▶ PROBLEM
Reproduce, word for word, the rows below from the line containing "Could you point out the flat" through the end of the rows, inclusive.

[Image point annotation entries]
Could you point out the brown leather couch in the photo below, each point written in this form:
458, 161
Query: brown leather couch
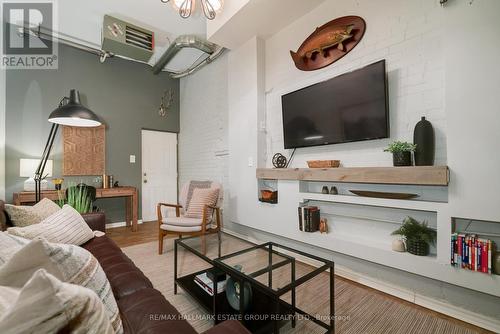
143, 309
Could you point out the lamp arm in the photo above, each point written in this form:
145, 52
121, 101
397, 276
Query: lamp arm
43, 161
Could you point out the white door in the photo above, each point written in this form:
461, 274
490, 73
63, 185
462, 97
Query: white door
159, 171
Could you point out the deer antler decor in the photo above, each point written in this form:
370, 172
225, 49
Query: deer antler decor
166, 102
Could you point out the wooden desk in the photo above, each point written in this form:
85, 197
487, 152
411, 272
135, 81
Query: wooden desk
130, 194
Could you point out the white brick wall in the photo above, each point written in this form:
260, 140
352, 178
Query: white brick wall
203, 153
408, 34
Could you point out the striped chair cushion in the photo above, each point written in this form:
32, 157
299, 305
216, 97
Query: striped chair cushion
66, 226
68, 263
200, 198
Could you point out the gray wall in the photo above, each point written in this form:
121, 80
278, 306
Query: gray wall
126, 95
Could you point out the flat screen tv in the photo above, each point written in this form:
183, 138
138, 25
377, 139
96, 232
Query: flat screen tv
347, 108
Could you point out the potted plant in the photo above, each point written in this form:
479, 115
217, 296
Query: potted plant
417, 236
77, 197
401, 152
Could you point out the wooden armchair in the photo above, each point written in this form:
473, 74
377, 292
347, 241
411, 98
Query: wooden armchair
210, 222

▶ COMPLETE ANSWER
Could you point out the flat screen tv in the photo above, each point written in this form:
183, 138
138, 25
377, 139
96, 232
Query: flat screen tv
347, 108
Could you point out the potted plant in the photo above, each point written in this form:
479, 115
217, 296
Query: potted plant
417, 236
77, 197
401, 152
Could you point out the wooden armchair in the photo above, each point written in this form:
473, 74
377, 292
347, 241
411, 98
Query: wooden armchair
210, 222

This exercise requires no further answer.